**TO DO:** Copy out each line containing "find" from the entries below.

(Referring expression grounding data)
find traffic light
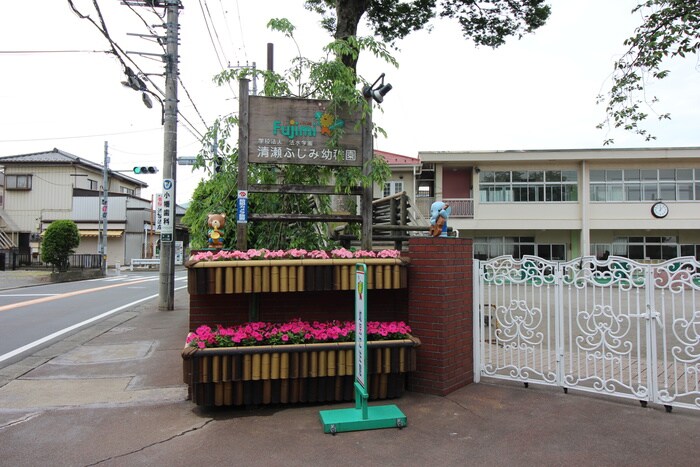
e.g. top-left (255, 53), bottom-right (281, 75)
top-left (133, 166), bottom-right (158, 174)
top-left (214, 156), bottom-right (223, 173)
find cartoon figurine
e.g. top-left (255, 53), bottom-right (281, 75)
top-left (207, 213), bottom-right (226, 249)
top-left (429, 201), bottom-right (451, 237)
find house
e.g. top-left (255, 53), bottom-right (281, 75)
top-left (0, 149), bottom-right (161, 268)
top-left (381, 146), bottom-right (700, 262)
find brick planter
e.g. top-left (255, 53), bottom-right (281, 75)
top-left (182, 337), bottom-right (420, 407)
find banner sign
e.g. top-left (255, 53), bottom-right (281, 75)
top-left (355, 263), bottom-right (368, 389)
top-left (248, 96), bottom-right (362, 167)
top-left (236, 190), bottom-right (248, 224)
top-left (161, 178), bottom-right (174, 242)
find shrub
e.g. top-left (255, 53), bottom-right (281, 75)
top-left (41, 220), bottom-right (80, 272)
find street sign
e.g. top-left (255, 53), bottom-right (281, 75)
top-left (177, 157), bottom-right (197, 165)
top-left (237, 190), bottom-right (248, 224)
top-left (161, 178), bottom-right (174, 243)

**SOLUTION BELOW:**
find traffic light
find cartoon figurine
find house
find brick planter
find banner sign
find shrub
find street sign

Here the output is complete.